>>
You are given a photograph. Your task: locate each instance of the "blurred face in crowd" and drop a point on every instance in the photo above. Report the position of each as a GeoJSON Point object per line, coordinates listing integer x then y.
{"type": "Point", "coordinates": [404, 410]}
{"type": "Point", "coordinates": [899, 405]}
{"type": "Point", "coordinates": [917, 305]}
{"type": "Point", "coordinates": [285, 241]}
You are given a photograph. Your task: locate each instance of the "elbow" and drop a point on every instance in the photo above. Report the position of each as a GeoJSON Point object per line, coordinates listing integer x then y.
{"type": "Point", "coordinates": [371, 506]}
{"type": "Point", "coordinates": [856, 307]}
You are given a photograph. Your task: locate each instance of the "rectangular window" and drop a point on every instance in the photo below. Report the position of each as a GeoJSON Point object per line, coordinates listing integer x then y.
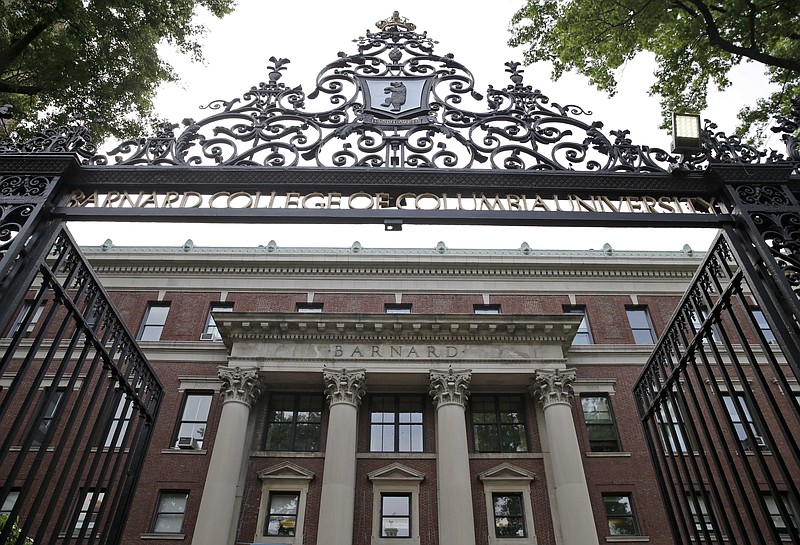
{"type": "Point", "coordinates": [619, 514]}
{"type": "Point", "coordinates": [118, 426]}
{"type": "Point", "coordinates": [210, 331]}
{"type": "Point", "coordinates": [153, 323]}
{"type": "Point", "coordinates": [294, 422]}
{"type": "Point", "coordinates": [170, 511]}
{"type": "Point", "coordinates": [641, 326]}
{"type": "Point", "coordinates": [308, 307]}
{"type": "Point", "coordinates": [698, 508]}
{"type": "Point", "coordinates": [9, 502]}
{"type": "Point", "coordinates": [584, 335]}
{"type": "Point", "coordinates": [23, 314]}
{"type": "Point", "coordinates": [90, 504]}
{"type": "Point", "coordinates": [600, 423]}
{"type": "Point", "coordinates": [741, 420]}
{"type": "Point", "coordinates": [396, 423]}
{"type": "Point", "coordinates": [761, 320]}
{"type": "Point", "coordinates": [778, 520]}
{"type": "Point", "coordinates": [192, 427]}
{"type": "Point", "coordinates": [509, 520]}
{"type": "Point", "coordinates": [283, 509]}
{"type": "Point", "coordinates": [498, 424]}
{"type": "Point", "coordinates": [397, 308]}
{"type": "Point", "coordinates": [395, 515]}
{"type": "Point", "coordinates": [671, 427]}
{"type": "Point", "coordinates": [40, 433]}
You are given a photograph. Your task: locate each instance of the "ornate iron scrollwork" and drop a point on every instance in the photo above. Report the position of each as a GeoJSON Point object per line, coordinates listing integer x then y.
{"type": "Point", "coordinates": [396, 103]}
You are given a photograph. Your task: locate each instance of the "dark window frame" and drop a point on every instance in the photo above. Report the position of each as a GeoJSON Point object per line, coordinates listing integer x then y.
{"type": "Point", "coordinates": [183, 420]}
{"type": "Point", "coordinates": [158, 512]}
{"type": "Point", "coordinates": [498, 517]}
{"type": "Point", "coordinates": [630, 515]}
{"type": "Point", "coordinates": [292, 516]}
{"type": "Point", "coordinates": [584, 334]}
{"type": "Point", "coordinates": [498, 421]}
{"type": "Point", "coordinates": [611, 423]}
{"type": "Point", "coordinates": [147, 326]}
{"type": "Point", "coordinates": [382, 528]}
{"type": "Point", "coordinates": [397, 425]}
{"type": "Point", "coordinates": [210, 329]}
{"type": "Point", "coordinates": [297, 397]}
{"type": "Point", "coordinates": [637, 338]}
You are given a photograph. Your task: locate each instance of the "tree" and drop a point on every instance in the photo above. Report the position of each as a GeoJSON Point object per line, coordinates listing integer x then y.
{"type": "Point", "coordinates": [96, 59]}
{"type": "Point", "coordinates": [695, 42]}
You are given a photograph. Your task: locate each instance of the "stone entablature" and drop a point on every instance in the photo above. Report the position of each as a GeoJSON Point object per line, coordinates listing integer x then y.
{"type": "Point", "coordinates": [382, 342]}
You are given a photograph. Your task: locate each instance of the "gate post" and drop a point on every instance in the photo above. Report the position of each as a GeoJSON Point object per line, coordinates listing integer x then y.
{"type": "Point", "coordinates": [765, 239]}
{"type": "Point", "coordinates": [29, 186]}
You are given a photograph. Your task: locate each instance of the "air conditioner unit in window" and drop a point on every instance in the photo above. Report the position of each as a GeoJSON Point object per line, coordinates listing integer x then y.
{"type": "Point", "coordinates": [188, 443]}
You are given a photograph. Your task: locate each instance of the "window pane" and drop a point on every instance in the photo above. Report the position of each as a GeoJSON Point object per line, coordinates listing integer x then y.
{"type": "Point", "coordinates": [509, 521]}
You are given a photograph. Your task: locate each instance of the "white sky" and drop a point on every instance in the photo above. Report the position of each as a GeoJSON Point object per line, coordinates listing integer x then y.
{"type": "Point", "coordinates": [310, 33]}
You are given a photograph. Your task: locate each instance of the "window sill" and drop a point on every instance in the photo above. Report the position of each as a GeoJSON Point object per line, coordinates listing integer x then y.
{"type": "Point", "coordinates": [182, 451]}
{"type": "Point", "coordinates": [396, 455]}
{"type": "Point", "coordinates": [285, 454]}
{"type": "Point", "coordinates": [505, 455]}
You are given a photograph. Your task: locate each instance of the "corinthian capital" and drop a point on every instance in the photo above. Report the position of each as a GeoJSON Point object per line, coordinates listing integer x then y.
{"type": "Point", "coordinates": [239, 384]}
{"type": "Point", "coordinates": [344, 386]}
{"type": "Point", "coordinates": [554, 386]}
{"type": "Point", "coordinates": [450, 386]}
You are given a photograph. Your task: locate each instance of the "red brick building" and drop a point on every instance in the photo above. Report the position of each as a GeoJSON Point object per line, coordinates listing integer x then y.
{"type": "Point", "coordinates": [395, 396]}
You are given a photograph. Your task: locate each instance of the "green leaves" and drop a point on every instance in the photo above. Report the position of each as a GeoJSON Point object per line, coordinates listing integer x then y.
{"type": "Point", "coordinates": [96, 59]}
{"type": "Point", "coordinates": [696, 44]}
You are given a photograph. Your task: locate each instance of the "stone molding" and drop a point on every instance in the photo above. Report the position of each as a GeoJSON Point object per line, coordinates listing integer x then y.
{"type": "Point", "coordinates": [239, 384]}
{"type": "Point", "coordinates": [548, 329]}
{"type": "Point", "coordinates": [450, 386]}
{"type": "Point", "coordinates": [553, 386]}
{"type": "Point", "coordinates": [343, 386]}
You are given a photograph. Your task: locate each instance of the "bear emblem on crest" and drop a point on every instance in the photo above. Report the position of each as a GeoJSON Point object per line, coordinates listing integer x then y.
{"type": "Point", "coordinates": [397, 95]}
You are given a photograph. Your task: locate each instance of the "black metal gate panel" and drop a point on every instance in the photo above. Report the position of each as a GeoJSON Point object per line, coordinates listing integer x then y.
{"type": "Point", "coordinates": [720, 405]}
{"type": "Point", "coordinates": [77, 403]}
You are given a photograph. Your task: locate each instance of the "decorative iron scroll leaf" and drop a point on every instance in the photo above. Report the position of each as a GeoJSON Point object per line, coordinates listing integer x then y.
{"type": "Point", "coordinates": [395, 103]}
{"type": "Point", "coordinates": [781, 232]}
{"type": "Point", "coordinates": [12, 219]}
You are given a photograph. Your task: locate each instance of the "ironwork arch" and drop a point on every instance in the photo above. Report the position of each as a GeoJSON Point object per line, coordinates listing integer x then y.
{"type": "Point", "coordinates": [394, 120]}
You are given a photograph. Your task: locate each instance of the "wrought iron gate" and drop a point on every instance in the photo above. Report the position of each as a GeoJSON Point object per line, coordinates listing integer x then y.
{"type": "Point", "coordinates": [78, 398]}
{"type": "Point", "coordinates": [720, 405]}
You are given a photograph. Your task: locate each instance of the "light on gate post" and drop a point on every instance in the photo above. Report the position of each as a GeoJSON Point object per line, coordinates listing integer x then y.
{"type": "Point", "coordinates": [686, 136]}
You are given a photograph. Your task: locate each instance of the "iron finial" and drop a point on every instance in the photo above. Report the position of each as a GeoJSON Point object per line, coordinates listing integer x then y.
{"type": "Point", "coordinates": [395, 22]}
<<
EXERCISE DETAILS – Show every line of the records above that contains the word "stone", paying attention to case.

OUTPUT OF THE TASK –
You are given a photograph. Your task: locate each instance of the "stone entablature" and drop a point on every instance in the photo above. Report the position of each as a GeoJSON Point object per line, coordinates listing integer x then y.
You are given a photograph. Your task: locate each instance of the "stone molding" and drop a point on every instance in the photo above. Report the position of each as a GeoJSON Point object per line, coordinates listing integer x then y.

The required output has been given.